## What the exercise asks
Set down every line of the data exactly, skipping the pictures.

## Record extracts
########

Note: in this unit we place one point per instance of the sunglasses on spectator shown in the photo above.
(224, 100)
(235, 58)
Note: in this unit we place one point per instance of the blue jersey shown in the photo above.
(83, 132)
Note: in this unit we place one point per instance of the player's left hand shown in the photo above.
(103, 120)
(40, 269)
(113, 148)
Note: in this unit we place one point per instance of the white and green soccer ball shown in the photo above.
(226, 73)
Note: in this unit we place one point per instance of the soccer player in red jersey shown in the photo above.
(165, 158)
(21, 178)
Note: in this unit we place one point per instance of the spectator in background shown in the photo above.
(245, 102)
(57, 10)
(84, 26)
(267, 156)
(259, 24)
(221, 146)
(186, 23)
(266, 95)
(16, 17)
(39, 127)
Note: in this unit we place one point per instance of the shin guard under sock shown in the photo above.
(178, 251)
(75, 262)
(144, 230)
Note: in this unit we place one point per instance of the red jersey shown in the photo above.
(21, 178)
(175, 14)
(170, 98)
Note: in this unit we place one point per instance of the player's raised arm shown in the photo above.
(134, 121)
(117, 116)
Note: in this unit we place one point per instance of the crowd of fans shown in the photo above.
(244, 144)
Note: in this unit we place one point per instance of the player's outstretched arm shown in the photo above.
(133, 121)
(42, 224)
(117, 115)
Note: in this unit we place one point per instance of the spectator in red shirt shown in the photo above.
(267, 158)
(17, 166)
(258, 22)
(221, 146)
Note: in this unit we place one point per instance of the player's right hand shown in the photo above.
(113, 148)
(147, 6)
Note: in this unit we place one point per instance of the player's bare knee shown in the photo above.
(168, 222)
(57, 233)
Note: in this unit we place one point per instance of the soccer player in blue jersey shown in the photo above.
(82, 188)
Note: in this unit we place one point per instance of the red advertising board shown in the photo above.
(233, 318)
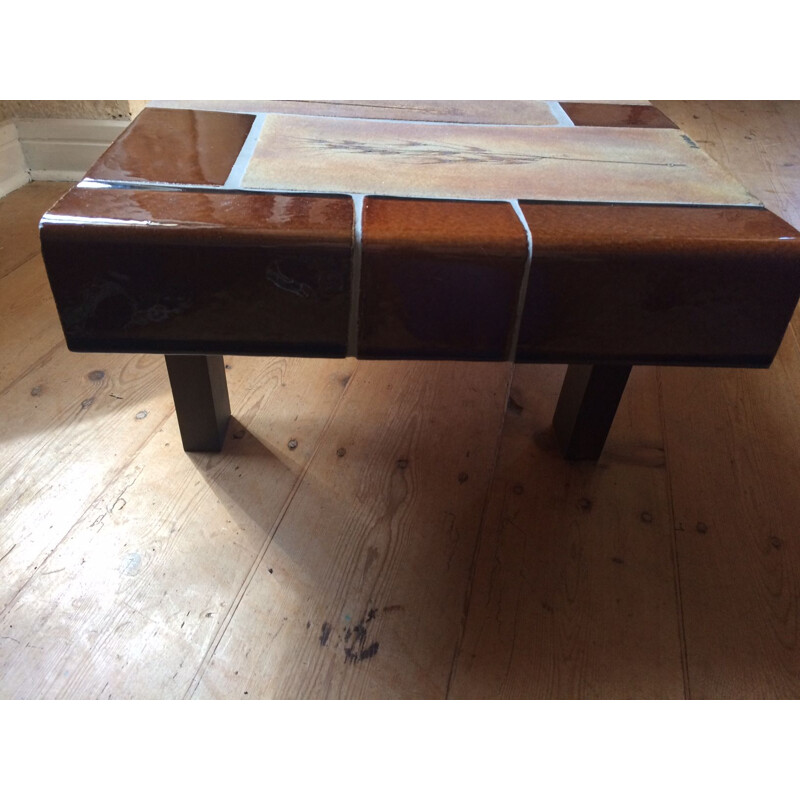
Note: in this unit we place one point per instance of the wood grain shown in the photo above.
(669, 569)
(149, 565)
(19, 221)
(574, 594)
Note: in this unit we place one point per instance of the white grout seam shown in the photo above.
(558, 112)
(355, 275)
(523, 289)
(234, 180)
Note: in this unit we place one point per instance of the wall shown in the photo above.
(57, 139)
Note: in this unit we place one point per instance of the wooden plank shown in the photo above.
(29, 326)
(360, 594)
(68, 429)
(20, 213)
(146, 568)
(574, 593)
(758, 141)
(733, 439)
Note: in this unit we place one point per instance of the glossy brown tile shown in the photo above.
(608, 115)
(195, 272)
(486, 162)
(497, 112)
(175, 146)
(658, 284)
(439, 280)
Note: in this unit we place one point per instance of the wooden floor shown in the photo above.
(398, 530)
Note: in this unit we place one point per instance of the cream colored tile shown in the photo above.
(498, 112)
(408, 159)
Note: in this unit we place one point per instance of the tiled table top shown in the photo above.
(530, 230)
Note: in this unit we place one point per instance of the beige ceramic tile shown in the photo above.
(491, 162)
(496, 112)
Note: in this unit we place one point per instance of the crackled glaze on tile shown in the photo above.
(176, 272)
(664, 285)
(439, 279)
(497, 112)
(406, 159)
(175, 146)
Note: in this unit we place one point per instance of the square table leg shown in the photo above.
(586, 408)
(200, 393)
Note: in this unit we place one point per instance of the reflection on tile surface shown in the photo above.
(439, 279)
(647, 284)
(498, 112)
(174, 146)
(406, 159)
(175, 272)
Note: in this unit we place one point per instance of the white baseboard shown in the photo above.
(13, 169)
(64, 149)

########

## Task output
Note: in this unit we place one point per instance of the sunglasses on spectator shown in the photo above.
(224, 100)
(235, 58)
Note: in this unit we place one point per instance of the blue jersey shown in the photo above.
(83, 132)
Note: in this unit we place one point per instance of the player's left hand shown in the photo above.
(103, 120)
(40, 269)
(113, 148)
Note: in this unit we place one point per instance of the white and green soccer ball shown in the photo above.
(226, 73)
Note: in this unit we place one point per instance of the soccer player in red jersey shown in the photo above.
(165, 158)
(21, 178)
Note: in this unit we place one point per instance of the spectator in background shown in the photo above.
(245, 102)
(57, 10)
(84, 26)
(267, 156)
(259, 24)
(221, 146)
(186, 23)
(266, 95)
(16, 17)
(39, 127)
Note: in this unit we place one point per instance of the shin guard under sock shown in the photo above.
(178, 251)
(75, 262)
(144, 230)
Note: in this unit we place one point per instance of the red jersey shown in the photo above.
(21, 178)
(175, 14)
(170, 98)
Note: in this unit we place one point per instance of the player's raised arm shown in the photo above.
(134, 121)
(117, 116)
Note: in this unit we place one point per instance of the crowd of fans shown in the photo above.
(244, 144)
Note: in this unit we place one point per instance of the player's outstretched arm shown in the photo above.
(133, 121)
(42, 224)
(117, 115)
Note: in this unit we place one point per instance of the spectator in red shirt shown in the photo above.
(267, 158)
(17, 166)
(258, 22)
(221, 146)
Note: in this unit we place one point per instance of the player's right hand shown in the photo above.
(113, 148)
(147, 6)
Note: in this unit we place one point per instance of the player's bare knee shown in the photo above.
(168, 222)
(57, 233)
Note: in this unit we place one point per instance of the soccer player in blue jersey shown in the photo above.
(82, 188)
Note: in this unit we place one point per instance of the red advertising board shown in the photo above.
(233, 318)
Note: in this unit we place one point per instance of the wood grain shown in the photo above.
(669, 569)
(149, 565)
(19, 221)
(574, 594)
Note: in this unit we place one point per instance of the white grout seam shown in the photo above.
(558, 112)
(355, 275)
(523, 289)
(234, 180)
Note: in this unit we place one point per instance of the wall shown in the photo above.
(57, 139)
Note: in this unit we place one point per instance of the wooden plank shown in the photo above.
(29, 326)
(360, 594)
(68, 429)
(20, 213)
(146, 568)
(574, 593)
(758, 141)
(733, 439)
Note: in this unit we place one point per instance of the glossy brown tile shown in the photo above.
(608, 115)
(195, 272)
(486, 162)
(497, 112)
(175, 146)
(658, 284)
(439, 280)
Note: in this unit we place one point per instance of the wooden floor shown in the photo above.
(398, 530)
Note: in this unit we place one point per instance of the cream colored tile shown in the photo above.
(498, 112)
(408, 159)
Note: in this unit we place one point per instance of the tiled table top shown in the photo above.
(530, 230)
Note: in this unit we place one point per instance of the beige ceramic tile shown in the photo above.
(491, 162)
(496, 112)
Note: in this unit we place one point per instance of the crackled glaze on tile shown in the photo above.
(176, 272)
(664, 285)
(439, 279)
(497, 112)
(406, 159)
(175, 146)
Note: in this unit we place one point per instance of the square table leg shown in the photo above.
(586, 408)
(200, 393)
Note: in this unit we place one point per instance of the reflection on tile surface shown in the photo above.
(439, 279)
(647, 284)
(498, 112)
(174, 146)
(406, 159)
(175, 272)
Note: in this unit we place one point per instance of the white baseboard shown in the photo above.
(13, 169)
(64, 149)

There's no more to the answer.